• _Task_
In the material below, find each line with the word "track" and list it.

• _Source material_
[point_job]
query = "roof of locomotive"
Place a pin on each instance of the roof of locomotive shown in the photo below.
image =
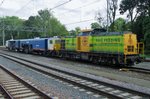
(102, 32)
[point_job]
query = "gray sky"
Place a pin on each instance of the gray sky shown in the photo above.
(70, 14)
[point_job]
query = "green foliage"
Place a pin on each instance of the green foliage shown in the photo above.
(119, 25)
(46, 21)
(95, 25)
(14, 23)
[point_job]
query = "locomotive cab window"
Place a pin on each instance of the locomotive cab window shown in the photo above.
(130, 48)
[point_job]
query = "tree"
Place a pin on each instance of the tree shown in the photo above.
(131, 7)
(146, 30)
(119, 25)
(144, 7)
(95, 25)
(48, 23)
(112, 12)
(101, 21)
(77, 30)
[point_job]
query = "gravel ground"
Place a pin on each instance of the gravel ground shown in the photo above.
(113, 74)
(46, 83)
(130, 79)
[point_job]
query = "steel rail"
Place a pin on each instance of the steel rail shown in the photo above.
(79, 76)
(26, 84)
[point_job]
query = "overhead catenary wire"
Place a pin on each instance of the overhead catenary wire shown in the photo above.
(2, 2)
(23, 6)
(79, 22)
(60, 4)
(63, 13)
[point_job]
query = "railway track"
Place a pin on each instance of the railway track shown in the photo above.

==

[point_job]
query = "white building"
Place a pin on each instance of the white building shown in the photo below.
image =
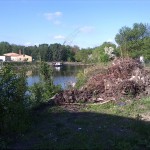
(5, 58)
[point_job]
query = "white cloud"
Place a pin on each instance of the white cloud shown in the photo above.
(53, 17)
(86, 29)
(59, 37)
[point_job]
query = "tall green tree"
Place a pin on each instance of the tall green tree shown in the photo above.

...

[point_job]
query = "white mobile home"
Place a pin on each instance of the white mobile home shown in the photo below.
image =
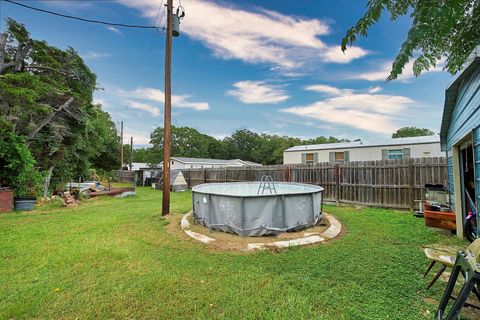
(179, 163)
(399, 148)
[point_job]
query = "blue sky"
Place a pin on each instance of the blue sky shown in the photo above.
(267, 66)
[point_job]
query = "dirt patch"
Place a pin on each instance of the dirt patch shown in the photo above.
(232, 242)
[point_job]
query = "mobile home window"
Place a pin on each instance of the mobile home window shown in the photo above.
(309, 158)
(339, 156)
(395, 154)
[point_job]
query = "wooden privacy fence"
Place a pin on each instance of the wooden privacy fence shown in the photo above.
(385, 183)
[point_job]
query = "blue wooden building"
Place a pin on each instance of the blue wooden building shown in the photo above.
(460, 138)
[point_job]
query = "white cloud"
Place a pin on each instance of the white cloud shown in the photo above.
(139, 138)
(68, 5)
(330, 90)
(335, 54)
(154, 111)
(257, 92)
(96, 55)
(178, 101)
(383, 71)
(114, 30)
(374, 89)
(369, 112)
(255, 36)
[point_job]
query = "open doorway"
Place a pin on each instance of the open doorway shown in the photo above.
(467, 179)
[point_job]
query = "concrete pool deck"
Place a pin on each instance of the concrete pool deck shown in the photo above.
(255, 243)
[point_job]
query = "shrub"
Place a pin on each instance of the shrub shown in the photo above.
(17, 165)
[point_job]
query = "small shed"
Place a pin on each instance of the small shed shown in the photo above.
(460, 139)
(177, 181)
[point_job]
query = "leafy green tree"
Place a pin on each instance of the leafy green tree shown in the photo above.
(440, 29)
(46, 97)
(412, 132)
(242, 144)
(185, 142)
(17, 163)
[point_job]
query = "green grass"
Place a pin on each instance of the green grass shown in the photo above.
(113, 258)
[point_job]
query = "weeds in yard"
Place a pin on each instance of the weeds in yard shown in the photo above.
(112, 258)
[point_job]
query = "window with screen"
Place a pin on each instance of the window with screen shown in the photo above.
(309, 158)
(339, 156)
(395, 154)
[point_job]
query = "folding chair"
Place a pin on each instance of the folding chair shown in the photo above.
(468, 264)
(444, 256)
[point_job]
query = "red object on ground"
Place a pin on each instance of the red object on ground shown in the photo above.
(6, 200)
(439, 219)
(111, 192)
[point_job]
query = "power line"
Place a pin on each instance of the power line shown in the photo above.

• _Solution to the exercise_
query = "railway track"
Place a pin on each instance of the railway track shown in the photo above.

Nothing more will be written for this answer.